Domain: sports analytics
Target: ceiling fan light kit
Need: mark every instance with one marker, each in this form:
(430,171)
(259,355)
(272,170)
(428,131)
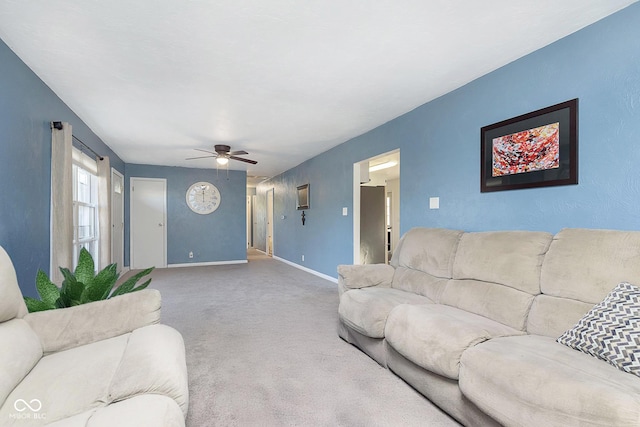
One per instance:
(222,154)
━━━
What is being asked: Could you turn the lines of all the rows above into a numbered list, leaving out blank lines and the pictures?

Final result:
1. Domain: sports analytics
2. Target: ceiling fan light kit
3. Need: mark every instance with one marker, each in this form:
4. (430,171)
5. (259,355)
6. (272,170)
7. (428,131)
8. One per instance:
9. (222,154)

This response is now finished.